• _Given entries_:

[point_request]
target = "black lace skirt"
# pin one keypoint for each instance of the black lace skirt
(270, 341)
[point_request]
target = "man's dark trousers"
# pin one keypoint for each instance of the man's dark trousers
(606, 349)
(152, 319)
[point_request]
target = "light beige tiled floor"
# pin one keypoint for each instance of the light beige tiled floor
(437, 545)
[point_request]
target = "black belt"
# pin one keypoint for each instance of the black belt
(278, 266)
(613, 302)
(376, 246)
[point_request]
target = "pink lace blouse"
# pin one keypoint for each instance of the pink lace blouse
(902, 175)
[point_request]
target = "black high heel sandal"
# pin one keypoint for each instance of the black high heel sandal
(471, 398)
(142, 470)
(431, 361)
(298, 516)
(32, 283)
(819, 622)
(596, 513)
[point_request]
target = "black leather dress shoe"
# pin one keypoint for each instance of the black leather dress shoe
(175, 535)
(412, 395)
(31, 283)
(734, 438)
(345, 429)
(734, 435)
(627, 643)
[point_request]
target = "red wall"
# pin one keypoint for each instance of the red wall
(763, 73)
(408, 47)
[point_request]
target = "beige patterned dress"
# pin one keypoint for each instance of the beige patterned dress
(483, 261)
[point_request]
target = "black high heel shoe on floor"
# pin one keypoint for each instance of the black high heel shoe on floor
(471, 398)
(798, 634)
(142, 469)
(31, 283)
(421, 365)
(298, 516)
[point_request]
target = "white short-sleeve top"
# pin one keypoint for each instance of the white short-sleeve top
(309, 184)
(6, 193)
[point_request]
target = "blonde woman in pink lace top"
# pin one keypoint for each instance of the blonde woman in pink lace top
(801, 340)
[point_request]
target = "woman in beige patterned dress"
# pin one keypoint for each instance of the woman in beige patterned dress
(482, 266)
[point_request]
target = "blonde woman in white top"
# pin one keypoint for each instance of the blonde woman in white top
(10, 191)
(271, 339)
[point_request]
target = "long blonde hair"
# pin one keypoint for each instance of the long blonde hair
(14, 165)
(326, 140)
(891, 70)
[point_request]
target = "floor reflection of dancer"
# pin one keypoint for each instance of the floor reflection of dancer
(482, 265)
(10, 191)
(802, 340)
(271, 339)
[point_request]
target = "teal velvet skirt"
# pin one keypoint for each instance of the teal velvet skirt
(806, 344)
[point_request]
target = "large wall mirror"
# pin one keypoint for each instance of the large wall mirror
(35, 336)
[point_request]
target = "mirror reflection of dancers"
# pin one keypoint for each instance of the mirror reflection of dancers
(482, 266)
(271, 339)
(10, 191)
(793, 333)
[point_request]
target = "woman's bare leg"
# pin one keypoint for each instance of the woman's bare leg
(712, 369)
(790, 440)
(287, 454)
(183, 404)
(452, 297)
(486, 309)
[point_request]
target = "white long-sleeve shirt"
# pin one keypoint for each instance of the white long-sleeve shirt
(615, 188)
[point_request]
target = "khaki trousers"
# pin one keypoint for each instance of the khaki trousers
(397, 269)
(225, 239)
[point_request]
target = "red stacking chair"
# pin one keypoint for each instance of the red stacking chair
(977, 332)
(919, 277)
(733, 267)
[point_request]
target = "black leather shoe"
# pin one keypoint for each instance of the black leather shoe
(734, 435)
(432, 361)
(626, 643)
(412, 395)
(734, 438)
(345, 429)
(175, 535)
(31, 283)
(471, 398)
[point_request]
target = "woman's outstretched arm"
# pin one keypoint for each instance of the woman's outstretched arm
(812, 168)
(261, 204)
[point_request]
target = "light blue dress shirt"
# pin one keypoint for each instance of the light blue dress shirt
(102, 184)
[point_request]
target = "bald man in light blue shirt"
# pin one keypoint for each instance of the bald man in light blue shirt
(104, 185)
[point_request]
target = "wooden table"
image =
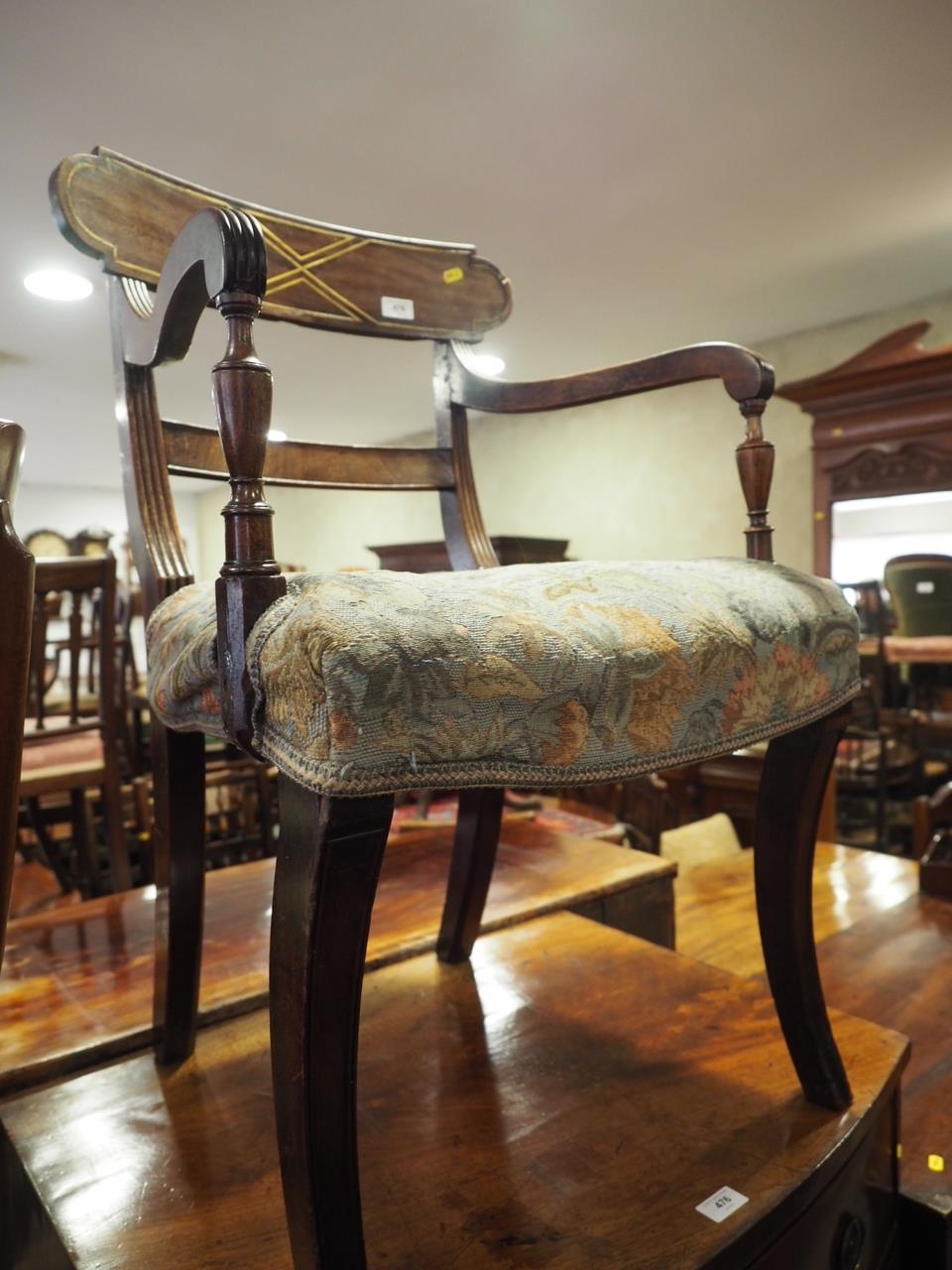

• _Requirement_: How many of the lines above contain the string "heel"? Reply with the number alone.

• _Completed exercise_: 4